Task to complete :: Please restate the data exactly, from the first line to the last.

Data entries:
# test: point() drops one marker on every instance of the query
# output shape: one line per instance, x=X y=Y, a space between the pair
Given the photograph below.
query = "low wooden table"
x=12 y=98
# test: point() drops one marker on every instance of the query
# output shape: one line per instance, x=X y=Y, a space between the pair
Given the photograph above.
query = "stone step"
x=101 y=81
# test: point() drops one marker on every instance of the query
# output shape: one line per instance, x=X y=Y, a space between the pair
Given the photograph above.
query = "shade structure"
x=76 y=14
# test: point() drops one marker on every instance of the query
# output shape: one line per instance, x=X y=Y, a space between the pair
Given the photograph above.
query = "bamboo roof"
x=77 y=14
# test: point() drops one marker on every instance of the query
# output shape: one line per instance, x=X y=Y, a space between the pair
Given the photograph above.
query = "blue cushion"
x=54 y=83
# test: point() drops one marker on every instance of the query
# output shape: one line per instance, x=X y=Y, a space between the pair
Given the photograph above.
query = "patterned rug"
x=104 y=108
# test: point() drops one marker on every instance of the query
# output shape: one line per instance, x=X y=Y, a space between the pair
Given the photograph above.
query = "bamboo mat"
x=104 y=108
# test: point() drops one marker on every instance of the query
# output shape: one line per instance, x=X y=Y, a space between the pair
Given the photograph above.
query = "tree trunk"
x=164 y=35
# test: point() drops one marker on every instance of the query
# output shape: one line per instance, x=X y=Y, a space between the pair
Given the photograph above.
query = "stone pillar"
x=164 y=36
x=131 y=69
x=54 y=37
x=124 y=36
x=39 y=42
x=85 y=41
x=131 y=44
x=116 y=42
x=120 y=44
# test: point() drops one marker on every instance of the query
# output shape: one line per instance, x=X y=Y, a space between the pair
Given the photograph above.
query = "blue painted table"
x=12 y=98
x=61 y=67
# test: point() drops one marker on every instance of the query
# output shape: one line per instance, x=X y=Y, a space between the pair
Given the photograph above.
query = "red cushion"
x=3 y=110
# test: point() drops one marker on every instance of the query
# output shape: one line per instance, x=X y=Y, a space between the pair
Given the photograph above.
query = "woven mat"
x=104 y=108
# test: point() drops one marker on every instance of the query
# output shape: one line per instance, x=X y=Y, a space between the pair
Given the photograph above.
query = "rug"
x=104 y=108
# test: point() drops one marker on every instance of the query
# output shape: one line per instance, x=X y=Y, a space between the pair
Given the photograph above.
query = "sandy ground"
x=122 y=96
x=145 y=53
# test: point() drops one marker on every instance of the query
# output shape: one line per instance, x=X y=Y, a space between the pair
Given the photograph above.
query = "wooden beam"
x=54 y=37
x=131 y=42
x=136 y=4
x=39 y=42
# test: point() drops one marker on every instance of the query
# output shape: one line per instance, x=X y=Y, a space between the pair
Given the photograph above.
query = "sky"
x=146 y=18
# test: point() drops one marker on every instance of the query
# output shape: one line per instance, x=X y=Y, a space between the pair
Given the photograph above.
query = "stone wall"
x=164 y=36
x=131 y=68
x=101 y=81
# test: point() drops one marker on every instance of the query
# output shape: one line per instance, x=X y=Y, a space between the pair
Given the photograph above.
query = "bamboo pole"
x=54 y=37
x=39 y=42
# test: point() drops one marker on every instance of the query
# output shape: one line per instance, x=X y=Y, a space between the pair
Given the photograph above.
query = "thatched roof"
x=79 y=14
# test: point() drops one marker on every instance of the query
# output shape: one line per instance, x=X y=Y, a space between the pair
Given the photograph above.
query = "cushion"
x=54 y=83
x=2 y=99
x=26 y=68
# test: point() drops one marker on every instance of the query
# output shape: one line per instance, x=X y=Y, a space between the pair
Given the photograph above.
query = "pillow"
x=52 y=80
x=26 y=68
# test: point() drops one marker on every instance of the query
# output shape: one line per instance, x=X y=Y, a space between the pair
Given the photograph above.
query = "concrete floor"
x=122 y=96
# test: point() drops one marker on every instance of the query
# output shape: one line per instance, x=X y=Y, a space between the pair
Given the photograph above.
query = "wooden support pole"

Written solution ::
# test: point() drops one marker on every instance of the query
# output shape: one line per instance, x=X y=Y, a space between the pair
Given the photograph below.
query = "low wooden table"
x=12 y=98
# test: point() drops one marker on every instance of the query
# output shape: one line per instance, x=X y=Y, a space between the pair
Given the photograph above.
query = "stone step"
x=101 y=81
# test: point() drops one marker on every instance of the query
# output shape: one line per instance, x=X y=Y, a space between the pair
Given the photograph above.
query = "shade structure"
x=76 y=14
# test: point() drops one marker on every instance of the query
# output shape: one line per instance, x=X y=Y, a space between the pair
Given the photograph above.
query = "bamboo roof"
x=77 y=14
# test: point() drops one marker on every instance of the query
# output shape: one line per instance, x=X y=Y, a space between the pair
Given the photograph above.
query = "blue cushion"
x=54 y=83
# test: point() drops one marker on every instance of the query
# output shape: one line per instance, x=X y=Y, a space between the pair
Given the photograph above.
query = "patterned rug"
x=104 y=108
# test: point() drops one marker on every instance of the query
# output shape: one line per instance, x=X y=Y, a space between the pair
Given the photograph above.
query = "bamboo mat"
x=104 y=108
# test: point() drops one marker on every instance of the query
# output shape: one line per instance, x=X y=Y, a space between the pair
Given the photograph above.
query = "tree trunk"
x=164 y=35
# test: point() drops one marker on every instance of the query
# output shape: one line per instance, x=X y=Y, a space between the pair
Given the photograph above.
query = "stone pillar"
x=164 y=36
x=131 y=69
x=54 y=37
x=124 y=36
x=39 y=42
x=85 y=41
x=131 y=44
x=116 y=42
x=120 y=44
# test: point() drops one marker on every instance of the query
# output shape: one line per instance, x=X y=Y, a space between the pair
Given the photograph above.
query = "blue painted table"
x=12 y=98
x=61 y=67
# test: point() drops one marker on every instance of the query
# output shape: one line per instance, x=X y=Y, a space between the pair
Given the photograph above.
query = "red cushion"
x=3 y=110
# test: point() drops one marker on every instance of the query
# output shape: one line per instance, x=X y=Y, a space between the pair
Given the photograph above.
query = "woven mat"
x=104 y=108
# test: point() drops one marker on every instance of the query
# output shape: one line per instance, x=X y=Y, a space between the pair
Given the photograph above.
query = "rug"
x=104 y=108
# test: point() drops one marker on every instance of the query
# output shape: one line per instance, x=X y=Y, a space between the pair
Given the photograph above.
query = "sandy ground"
x=122 y=96
x=145 y=53
# test: point() drops one marker on every instance of the query
# output shape: one line per instance, x=X y=Y, a space between the pair
Given the photograph above.
query = "wooden beam"
x=54 y=37
x=131 y=42
x=136 y=4
x=39 y=42
# test: point() drops one marker on every instance of the query
# output shape: one line per instance, x=X y=Y, a space between the pair
Given the photograph above.
query = "sky"
x=146 y=18
# test: point() drops one marker on every instance of the query
# output shape: one line per instance, x=X y=Y, a space between the pair
Given the photograph above.
query = "stone wall"
x=164 y=36
x=131 y=68
x=101 y=81
# test: point() drops one marker on every instance of the query
# output shape: one line per instance, x=X y=Y, a space between the pair
Given the photograph above.
query = "bamboo pole"
x=54 y=37
x=39 y=42
# test: point() drops one marker on every instance of the query
# output shape: one line per instance, x=X y=Y, a space between the pair
Given the photograph above.
query = "thatched roof"
x=79 y=14
# test: point() drops one marker on every instance of the query
# output shape: one line per instance, x=X y=Y, a space between the pair
Given the photograph above.
query = "cushion"
x=54 y=83
x=2 y=99
x=26 y=68
# test: point() drops one marker on every instance of the query
# output shape: one line per instance, x=X y=Y, a space between the pair
Given the photograph above.
query = "pillow"
x=52 y=80
x=26 y=68
# test: point() drops one marker on every instance of the query
# output shape: one line per instance, x=X y=Y, a space between the pair
Given the photograph above.
query = "concrete floor"
x=122 y=96
# test: point() drops one marker on every instance of the query
# output shape: one line per instance, x=X y=Y, a space between the pair
Given the photograph above.
query = "wooden support pole"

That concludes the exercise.